Beyond what the pictorial gesture manifests and says about itself—and therefore about the artist—following a precise expressive aim—in this case, for example, addressing themes such as freedom (Born Free), passionate love (Love & Passion), the dynamism present in nature (The Dance of the Whales)—there is also a whole part of meaning that emerges from the mark uncontrollably, through a process of spontaneous self-generation that gives the work a different conceptual density, more articulated and complex than that initially conferred by the artist.

This is why, when viewing Petra’s paintings, it is more likely that the observer, while initially following the interpretative cues offered by the titles, will be carried “elsewhere” by the suggestions that the sign-color evokes in them, glimpsing in these abstract compositions whatever the memory or imagination can suggest, both in terms of visual references to the real world—such as landscapes or animal figures—and emotional impressions. If abstraction, etymologically speaking, “extracts” from concrete reality aspects that it then transcribes in its own language, in Petra’s works this extraction often starts from the natural environment, especially from those elements in nature that express cyclicity, movement, and transformation.

Inspiration often comes from contemplating another landscape, not outside but within the artist’s interiority: from here arise chromatic-gestural evolutions of great visual impact, with scenes sometimes of “struggle” between opposing marks unfolding on the canvas, with tumultuous and rhapsodic rhythms alternating with the harmony of voices coming together in a unique song. In this way, abstraction becomes a means to bring out the other face of things, the one that arises from thought and is nourished by the sensitivity of an artist like Petra Dippold-Götz, who never ceases to look within herself or to question the world.

----------

▶ [EXERCISE TASK 1] Can you retype the whole passage on Petra Dippold-Götz's paintings without changing a single word?
The passage and the listing have no connection to each other.

Coordinate annotation entries
----------

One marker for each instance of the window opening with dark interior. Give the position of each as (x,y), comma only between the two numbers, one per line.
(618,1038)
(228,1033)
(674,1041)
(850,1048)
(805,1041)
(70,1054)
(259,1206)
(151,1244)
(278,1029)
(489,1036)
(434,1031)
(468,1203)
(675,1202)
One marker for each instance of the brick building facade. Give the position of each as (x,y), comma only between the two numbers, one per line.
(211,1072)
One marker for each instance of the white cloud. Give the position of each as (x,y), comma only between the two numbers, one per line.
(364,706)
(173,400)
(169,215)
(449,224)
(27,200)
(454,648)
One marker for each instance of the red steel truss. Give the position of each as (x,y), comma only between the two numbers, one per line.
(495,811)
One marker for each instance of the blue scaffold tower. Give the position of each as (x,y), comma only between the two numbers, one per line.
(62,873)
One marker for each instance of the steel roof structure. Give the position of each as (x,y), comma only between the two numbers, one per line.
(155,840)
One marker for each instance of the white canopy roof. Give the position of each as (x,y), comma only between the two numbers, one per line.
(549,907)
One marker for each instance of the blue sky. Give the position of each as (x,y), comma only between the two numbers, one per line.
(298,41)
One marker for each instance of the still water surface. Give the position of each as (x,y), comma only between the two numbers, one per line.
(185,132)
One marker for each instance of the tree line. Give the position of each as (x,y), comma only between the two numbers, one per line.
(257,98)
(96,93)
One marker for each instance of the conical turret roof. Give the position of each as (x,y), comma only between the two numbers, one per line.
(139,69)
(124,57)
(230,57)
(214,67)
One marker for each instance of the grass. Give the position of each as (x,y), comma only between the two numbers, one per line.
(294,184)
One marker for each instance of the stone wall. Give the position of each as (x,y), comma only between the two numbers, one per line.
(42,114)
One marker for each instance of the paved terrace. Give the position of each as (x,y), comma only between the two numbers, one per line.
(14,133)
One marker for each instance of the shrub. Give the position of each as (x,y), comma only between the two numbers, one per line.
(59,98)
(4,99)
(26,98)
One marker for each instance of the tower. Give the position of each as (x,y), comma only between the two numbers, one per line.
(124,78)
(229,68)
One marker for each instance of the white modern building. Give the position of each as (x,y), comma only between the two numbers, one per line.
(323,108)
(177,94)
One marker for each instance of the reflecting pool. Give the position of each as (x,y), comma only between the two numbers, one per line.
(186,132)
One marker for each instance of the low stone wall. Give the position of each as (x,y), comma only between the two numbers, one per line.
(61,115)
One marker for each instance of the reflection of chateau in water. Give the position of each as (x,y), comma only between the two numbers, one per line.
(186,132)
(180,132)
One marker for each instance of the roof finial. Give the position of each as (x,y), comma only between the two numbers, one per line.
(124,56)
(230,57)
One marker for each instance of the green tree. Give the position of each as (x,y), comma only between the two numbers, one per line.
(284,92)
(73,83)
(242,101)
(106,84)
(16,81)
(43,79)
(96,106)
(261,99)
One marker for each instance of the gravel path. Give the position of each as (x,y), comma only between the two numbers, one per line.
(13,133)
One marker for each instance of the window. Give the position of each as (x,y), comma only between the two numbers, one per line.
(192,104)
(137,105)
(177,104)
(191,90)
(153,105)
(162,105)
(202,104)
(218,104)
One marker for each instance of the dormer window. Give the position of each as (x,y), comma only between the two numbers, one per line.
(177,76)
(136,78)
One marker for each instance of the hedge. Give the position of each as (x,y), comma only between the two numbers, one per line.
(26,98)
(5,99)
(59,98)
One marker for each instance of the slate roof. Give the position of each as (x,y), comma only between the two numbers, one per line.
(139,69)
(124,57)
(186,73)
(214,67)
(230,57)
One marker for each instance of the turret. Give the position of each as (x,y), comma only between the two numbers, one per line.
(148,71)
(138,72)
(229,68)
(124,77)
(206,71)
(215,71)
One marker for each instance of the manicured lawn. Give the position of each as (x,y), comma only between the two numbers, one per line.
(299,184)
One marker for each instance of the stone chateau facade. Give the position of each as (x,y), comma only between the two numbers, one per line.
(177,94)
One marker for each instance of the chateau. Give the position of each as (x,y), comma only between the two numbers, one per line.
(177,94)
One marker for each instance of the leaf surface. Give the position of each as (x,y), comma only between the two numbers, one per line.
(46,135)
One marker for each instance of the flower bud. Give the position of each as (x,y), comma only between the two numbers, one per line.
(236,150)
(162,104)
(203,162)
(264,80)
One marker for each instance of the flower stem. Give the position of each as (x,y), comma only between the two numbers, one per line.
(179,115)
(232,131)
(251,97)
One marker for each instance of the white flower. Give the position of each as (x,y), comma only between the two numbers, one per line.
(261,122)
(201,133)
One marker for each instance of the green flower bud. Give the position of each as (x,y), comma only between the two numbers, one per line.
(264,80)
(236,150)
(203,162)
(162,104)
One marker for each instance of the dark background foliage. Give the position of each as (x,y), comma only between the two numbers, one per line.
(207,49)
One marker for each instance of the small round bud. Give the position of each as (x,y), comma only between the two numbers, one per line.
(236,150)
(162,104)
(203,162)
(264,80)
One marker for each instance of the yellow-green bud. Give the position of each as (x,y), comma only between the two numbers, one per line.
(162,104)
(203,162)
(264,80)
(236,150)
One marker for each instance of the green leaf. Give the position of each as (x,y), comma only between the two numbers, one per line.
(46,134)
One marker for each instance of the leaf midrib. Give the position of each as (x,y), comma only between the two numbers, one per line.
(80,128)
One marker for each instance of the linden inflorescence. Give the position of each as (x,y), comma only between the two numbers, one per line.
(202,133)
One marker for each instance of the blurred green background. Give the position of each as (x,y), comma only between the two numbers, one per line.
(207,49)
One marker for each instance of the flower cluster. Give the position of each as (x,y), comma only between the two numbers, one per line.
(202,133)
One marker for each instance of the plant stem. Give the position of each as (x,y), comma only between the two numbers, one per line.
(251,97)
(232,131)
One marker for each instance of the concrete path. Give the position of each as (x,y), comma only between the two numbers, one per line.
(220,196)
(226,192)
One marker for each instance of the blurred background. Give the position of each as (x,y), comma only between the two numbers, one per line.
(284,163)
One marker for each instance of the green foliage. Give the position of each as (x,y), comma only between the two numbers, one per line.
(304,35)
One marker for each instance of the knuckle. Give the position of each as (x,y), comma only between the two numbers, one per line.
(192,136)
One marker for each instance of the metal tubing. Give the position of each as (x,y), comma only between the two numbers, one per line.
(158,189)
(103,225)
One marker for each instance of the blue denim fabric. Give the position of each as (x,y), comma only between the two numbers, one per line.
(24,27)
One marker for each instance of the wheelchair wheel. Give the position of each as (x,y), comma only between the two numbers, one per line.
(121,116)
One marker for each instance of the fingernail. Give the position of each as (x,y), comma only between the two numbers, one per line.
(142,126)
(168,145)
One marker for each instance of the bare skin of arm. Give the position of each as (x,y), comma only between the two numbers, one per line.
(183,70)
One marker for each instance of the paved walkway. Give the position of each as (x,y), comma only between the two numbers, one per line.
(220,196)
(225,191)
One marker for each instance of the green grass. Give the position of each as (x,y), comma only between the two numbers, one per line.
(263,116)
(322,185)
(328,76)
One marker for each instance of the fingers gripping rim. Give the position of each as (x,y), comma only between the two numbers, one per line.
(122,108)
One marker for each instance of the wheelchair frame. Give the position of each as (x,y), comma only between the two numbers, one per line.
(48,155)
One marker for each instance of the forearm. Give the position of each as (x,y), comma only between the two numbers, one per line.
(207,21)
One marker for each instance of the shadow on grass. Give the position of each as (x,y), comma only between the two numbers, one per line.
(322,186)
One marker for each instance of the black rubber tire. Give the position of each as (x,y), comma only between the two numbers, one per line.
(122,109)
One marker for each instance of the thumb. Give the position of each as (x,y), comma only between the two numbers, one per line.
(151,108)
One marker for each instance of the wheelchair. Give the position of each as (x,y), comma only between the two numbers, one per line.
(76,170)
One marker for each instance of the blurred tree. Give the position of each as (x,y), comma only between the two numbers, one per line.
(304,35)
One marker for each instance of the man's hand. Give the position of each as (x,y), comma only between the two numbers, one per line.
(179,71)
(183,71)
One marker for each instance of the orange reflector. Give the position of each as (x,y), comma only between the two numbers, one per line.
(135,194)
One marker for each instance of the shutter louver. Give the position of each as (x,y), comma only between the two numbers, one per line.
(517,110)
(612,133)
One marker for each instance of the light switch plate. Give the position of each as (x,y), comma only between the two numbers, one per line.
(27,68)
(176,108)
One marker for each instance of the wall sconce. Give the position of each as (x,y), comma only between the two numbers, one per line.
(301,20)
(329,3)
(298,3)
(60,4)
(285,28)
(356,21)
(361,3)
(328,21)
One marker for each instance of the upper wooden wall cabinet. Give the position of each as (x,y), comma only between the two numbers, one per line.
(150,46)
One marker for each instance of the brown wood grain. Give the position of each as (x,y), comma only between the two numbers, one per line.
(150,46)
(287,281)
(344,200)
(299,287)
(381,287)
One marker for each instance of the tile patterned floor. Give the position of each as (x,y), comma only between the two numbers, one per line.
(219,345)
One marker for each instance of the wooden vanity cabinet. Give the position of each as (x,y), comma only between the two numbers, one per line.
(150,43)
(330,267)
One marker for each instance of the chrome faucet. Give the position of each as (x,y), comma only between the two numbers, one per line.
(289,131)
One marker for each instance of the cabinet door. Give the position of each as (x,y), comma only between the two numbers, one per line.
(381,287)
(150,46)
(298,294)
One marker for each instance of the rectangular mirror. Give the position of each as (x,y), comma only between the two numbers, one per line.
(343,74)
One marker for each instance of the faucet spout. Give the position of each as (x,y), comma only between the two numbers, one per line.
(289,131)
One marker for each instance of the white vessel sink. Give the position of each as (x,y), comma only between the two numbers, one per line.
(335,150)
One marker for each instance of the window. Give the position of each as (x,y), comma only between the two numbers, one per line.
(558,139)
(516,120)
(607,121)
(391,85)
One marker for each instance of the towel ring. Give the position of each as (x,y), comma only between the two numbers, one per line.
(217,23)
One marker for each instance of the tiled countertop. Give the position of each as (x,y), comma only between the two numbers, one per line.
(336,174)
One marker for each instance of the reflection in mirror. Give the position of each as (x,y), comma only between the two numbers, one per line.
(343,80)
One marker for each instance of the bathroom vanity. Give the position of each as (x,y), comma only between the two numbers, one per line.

----------

▶ [EXERCISE TASK 2] Which lines of the listing contain the string "mirror"? Pick out each one and copy it in full, treating uppercase and lowercase as different.

▶ [EXPECTED ANSWER 1]
Beyond what the pictorial gesture manifests and says about itself—and therefore about the artist—following a precise expressive aim—in this case, for example, addressing themes such as freedom (Born Free), passionate love (Love & Passion), the dynamism present in nature (The Dance of the Whales)—there is also a whole part of meaning that emerges from the mark uncontrollably, through a process of spontaneous self-generation that gives the work a different conceptual density, more articulated and complex than that initially conferred by the artist.

This is why, when viewing Petra’s paintings, it is more likely that the observer, while initially following the interpretative cues offered by the titles, will be carried “elsewhere” by the suggestions that the sign-color evokes in them, glimpsing in these abstract compositions whatever the memory or imagination can suggest, both in terms of visual references to the real world—such as landscapes or animal figures—and emotional impressions. If abstraction, etymologically speaking, “extracts” from concrete reality aspects that it then transcribes in its own language, in Petra’s works this extraction often starts from the natural environment, especially from those elements in nature that express cyclicity, movement, and transformation.

Inspiration often comes from contemplating another landscape, not outside but within the artist’s interiority: from here arise chromatic-gestural evolutions of great visual impact, with scenes sometimes of “struggle” between opposing marks unfolding on the canvas, with tumultuous and rhapsodic rhythms alternating with the harmony of voices coming together in a unique song. In this way, abstraction becomes a means to bring out the other face of things, the one that arises from thought and is nourished by the sensitivity of an artist like Petra Dippold-Götz, who never ceases to look within herself or to question the world.

▶ [EXPECTED ANSWER 2]
One marker for each instance of the rectangular mirror. Give the position of each as (x,y), comma only between the two numbers, one per line.
One marker for each instance of the reflection in mirror. Give the position of each as (x,y), comma only between the two numbers, one per line.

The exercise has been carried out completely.